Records
· · · · · · ·
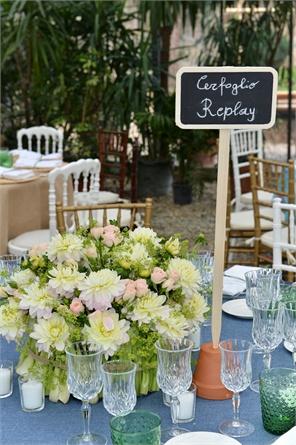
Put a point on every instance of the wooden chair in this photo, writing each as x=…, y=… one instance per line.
x=64, y=183
x=245, y=143
x=277, y=178
x=284, y=238
x=124, y=213
x=35, y=136
x=114, y=161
· · · · · · ·
[Aim of the exercise]: Please swap "wooden chair" for "folding chair" throughout the lines above, keeping everything else the same, and leave out the pictures when you give them back.

[Response]:
Put a point on every instance of the folding chair in this photo, writing each as x=…, y=… one instance per line.
x=64, y=183
x=245, y=143
x=277, y=178
x=284, y=238
x=124, y=213
x=35, y=136
x=114, y=161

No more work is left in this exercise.